-- start of Records supplied --

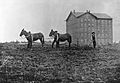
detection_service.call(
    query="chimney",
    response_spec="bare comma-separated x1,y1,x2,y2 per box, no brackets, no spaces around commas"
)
86,10,88,12
73,10,75,13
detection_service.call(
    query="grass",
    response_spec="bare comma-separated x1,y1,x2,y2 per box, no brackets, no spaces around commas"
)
0,43,120,83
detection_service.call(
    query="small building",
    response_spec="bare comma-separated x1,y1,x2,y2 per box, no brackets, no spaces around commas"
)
66,10,113,45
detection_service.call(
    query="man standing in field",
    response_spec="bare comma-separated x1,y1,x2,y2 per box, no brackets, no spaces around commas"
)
92,32,96,48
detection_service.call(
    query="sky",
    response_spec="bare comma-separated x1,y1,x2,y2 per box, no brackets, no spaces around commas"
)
0,0,120,42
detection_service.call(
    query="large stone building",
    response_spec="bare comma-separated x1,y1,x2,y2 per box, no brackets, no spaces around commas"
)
66,10,113,45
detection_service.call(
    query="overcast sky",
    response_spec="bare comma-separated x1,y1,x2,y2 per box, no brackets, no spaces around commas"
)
0,0,120,42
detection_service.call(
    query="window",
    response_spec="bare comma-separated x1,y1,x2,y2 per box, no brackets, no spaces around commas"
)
81,18,83,22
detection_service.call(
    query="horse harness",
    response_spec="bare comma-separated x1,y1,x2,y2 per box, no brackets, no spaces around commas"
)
26,33,33,42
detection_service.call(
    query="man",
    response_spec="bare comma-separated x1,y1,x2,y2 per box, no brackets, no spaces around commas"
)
92,32,96,48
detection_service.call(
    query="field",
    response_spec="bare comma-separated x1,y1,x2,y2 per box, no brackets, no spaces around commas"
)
0,43,120,83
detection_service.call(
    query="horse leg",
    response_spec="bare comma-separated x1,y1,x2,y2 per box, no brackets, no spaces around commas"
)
30,42,32,49
40,38,43,47
27,41,30,48
69,42,71,47
52,40,55,48
56,41,59,48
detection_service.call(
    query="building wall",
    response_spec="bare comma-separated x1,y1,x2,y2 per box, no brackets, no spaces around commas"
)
66,13,113,45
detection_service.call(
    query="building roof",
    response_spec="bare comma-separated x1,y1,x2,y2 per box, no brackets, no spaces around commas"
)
66,11,112,20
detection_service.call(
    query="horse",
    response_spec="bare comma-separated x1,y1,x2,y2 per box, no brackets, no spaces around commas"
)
49,29,72,48
20,29,44,48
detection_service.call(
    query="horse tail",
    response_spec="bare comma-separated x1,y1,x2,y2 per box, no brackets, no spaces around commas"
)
42,36,45,44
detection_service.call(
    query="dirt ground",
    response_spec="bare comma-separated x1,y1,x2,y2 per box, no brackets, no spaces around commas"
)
0,43,120,83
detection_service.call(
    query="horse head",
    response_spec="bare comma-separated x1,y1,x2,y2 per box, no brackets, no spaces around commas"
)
49,29,57,37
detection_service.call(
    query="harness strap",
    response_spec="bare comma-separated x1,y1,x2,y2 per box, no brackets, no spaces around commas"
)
57,34,59,41
25,34,33,42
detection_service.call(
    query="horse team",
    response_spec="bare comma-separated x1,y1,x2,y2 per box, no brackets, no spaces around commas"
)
20,29,96,49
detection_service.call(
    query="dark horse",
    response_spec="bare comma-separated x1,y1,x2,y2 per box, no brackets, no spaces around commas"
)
20,29,44,48
49,29,72,48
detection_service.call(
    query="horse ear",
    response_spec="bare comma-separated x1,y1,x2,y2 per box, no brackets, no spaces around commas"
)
55,31,58,33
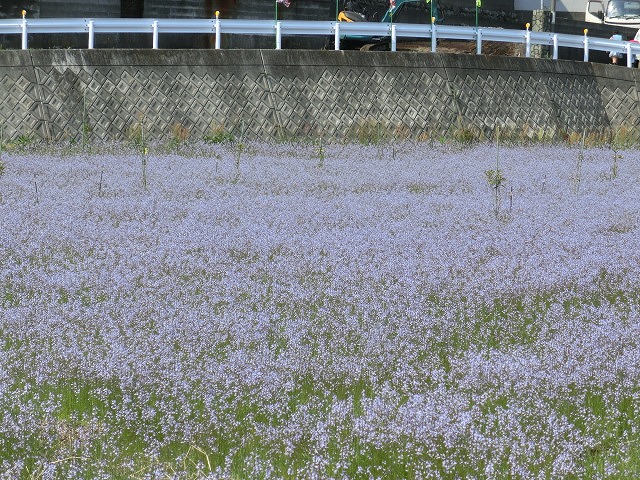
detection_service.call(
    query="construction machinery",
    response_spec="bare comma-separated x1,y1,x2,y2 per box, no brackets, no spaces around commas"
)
584,0,640,28
328,0,444,50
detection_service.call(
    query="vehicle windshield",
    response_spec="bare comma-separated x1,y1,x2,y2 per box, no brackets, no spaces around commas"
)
607,0,640,17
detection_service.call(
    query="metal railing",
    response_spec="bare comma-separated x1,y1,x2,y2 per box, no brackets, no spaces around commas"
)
0,17,640,67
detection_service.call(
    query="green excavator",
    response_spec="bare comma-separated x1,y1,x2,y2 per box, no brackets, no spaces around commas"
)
336,0,444,50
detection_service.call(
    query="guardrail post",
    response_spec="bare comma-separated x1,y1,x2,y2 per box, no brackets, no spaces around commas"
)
276,22,282,50
22,10,29,50
89,20,95,50
216,10,220,50
391,23,396,52
431,21,438,53
153,20,158,50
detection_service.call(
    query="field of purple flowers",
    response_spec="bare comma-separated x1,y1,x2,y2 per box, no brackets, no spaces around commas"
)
0,143,640,479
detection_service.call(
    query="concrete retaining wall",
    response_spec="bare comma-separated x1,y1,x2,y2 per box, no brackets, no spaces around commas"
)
0,50,640,141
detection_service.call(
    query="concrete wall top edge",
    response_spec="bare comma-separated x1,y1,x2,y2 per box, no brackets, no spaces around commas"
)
23,49,262,67
0,49,640,81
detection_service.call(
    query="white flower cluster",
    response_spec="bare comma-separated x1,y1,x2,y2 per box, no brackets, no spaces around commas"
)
0,143,640,478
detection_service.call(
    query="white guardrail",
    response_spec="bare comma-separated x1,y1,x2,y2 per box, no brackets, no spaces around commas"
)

-- end of Records supplied --

What you are asked to do:
Copy the data character for character, but drop all pictures from the copy.

Solution below:
detection_service.call(
    query="chimney",
    response_spec="bare comma-separated x1,y1,x2,y2 per box, no brackets, no spaces around commas"
)
86,10,88,12
73,10,75,13
detection_service.call(
    query="grass",
    response_spec="bare comma-separated x1,y1,x2,y2 per box, no brackets, no spaces around commas"
)
0,43,120,83
detection_service.call(
    query="small building",
    response_spec="bare comma-separated x1,y1,x2,y2 per box, no brackets, no spaces around commas"
)
66,10,113,45
detection_service.call(
    query="man standing in field",
    response_spec="bare comma-separated x1,y1,x2,y2 per box, no brackets, no spaces around commas"
)
92,32,96,48
detection_service.call(
    query="sky",
    response_spec="bare comma-separated x1,y1,x2,y2 per box, no brackets, no spaces around commas"
)
0,0,120,42
detection_service.call(
    query="large stone building",
    response_spec="bare comma-separated x1,y1,x2,y2 per box, no brackets, no spaces around commas"
)
66,10,113,45
detection_service.call(
    query="overcast sky",
    response_spec="bare comma-separated x1,y1,x2,y2 per box, no brackets, no spaces around commas"
)
0,0,120,42
detection_service.call(
    query="window",
    response_spec="bare comma-separated x1,y1,x2,y2 per box, no brackets, no spaces around commas"
)
81,18,83,22
detection_service.call(
    query="horse harness",
    response_spec="bare comma-separated x1,y1,x2,y2 per box, no brackets, no spaces around commas"
)
26,33,33,42
detection_service.call(
    query="man",
    response_spec="bare comma-separated x1,y1,x2,y2 per box, no brackets, no spaces around commas"
)
92,32,96,48
detection_service.call(
    query="field",
    response_spec="bare comma-separated x1,y1,x2,y2 per box, no brackets, no spaces around commas"
)
0,43,120,83
detection_service.call(
    query="horse leg",
    response_spec="bare comma-separated x1,y1,x2,y2 per box, no brackets, no spaces around commas"
)
30,42,32,49
40,38,43,47
27,41,30,48
69,42,71,47
52,40,55,48
56,41,59,48
detection_service.call(
    query="building wall",
    response_spec="bare comma-separated x1,y1,x2,y2 per box, no brackets, no spaces around commas"
)
66,13,113,45
detection_service.call(
    query="building roof",
    response_spec="bare comma-separated x1,y1,x2,y2 per box, no brackets, no spaces around commas"
)
66,11,112,20
detection_service.call(
    query="horse",
    response_spec="bare comma-separated x1,y1,x2,y2 per box, no brackets, no spaces around commas"
)
49,29,72,48
20,29,44,48
detection_service.call(
    query="horse tail",
    response_spec="bare comma-separated x1,y1,x2,y2 per box, no brackets, no spaces around commas"
)
42,36,45,44
detection_service.call(
    query="dirt ground",
    response_spec="bare comma-separated x1,y1,x2,y2 per box, no brackets, no spaces around commas"
)
0,43,120,83
detection_service.call(
    query="horse head",
    response_spec="bare comma-separated x1,y1,x2,y2 per box, no brackets, no spaces around commas"
)
49,29,57,37
detection_service.call(
    query="harness strap",
    response_spec="bare comma-separated x1,y1,x2,y2 per box, no brackets, no spaces around commas"
)
57,34,59,41
25,34,33,42
detection_service.call(
    query="horse team",
    response_spec="bare comma-separated x1,y1,x2,y2 per box, no brackets, no spaces around commas"
)
20,29,96,49
detection_service.call(
    query="dark horse",
    response_spec="bare comma-separated x1,y1,x2,y2 per box, no brackets, no spaces around commas"
)
20,29,44,48
49,29,72,48
detection_service.call(
    query="horse ear",
    response_spec="bare comma-separated x1,y1,x2,y2 per box, no brackets, no spaces around commas"
)
55,31,58,33
detection_service.call(
    query="construction machinery",
    response_spec="bare comma-separated x1,y1,x2,y2 per box, no brackets, no spaces around commas"
)
584,0,640,28
328,0,444,50
detection_service.call(
    query="vehicle windshield",
    response_spec="bare comma-separated x1,y1,x2,y2 per box, no brackets, no spaces around commas"
)
607,0,640,17
detection_service.call(
    query="metal railing",
    response_spec="bare comma-separated x1,y1,x2,y2 per box, no brackets, no spaces around commas"
)
0,17,640,67
detection_service.call(
    query="green excavator",
    response_spec="bare comma-separated x1,y1,x2,y2 per box, no brackets, no spaces around commas"
)
336,0,444,50
detection_service.call(
    query="guardrail post",
    response_spec="bare comma-separated x1,y1,x2,y2 per box, no brackets, no spaces around commas"
)
276,22,282,50
22,10,29,50
89,20,95,50
216,10,220,50
391,23,396,52
431,21,438,53
153,20,158,50
detection_service.call(
    query="field of purple flowers",
    response_spec="bare comma-separated x1,y1,x2,y2 per box, no brackets, no spaces around commas"
)
0,143,640,479
detection_service.call(
    query="concrete retaining wall",
    response_spec="bare comma-separated x1,y1,x2,y2 per box, no brackets, no spaces around commas"
)
0,50,640,141
detection_service.call(
    query="concrete wall top edge",
    response_spec="bare comma-separated x1,y1,x2,y2 per box, no brackets, no spaces around commas"
)
23,49,262,67
0,49,640,81
detection_service.call(
    query="white flower cluster",
    response_spec="bare comma-separated x1,y1,x2,y2 per box, no brackets, no spaces around commas"
)
0,143,640,478
detection_service.call(
    query="white guardrail",
    response_spec="bare comma-separated x1,y1,x2,y2 per box, no brackets, no spaces around commas"
)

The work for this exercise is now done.